▶ _Data entries_:
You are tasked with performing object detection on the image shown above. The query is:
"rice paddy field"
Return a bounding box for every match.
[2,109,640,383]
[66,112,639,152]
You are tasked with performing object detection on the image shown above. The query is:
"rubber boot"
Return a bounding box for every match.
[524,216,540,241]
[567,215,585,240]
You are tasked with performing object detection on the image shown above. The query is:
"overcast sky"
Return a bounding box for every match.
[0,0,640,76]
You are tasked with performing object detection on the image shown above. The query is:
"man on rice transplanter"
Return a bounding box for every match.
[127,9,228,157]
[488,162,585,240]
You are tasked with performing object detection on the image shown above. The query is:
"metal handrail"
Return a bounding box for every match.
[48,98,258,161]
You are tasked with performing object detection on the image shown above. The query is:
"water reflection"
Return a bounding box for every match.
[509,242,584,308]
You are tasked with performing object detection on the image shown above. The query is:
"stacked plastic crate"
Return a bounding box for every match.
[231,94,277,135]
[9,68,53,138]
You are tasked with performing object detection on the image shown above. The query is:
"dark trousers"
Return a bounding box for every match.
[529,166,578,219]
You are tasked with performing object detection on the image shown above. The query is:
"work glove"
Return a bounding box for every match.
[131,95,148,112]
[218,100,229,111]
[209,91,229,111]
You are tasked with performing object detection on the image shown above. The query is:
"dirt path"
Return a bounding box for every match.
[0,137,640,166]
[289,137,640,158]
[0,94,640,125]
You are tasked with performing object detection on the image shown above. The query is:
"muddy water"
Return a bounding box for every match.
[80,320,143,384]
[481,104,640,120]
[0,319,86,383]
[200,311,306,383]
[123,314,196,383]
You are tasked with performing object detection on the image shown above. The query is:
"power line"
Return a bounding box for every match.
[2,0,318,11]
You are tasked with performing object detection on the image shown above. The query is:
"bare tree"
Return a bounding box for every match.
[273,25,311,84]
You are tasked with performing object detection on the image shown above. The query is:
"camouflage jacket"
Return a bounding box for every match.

▶ _Task description_:
Rewrite everything from the start of the listing down to the line containing "[509,242,584,308]", both ends included, keeping the request lines unchanged and scaling every bounding box coordinate by 0.95, rounded to whole numbers with halves going up. Stop after that line.

▶ _Exercise result_:
You are tasked with performing object detection on the image shown above. The query is:
"rice paddy field"
Return a bounding box for every match.
[2,104,608,364]
[63,106,607,144]
You are tasked with performing object detection on the image shown above. The query is:
"rubber boot"
Return a bounding box for every match.
[498,205,513,229]
[539,204,556,228]
You are tasked with performing object detection on the image shown above. The query is:
"overcast sky"
Return a bounding box for every match.
[0,0,608,72]
You are tasked with performing object detection on the image shown above. The query is:
"man on rice transplanter"
Return a bounding box for every match.
[121,9,217,149]
[464,154,556,228]
You are tasked with performing object detection on the image shown above. The query is:
"metal handrail"
Return a bounding box for every match.
[46,93,245,153]
You are tasked with performing object detection on the image shown above. The query is:
"water reflection"
Return a bounding box for every match.
[484,230,555,293]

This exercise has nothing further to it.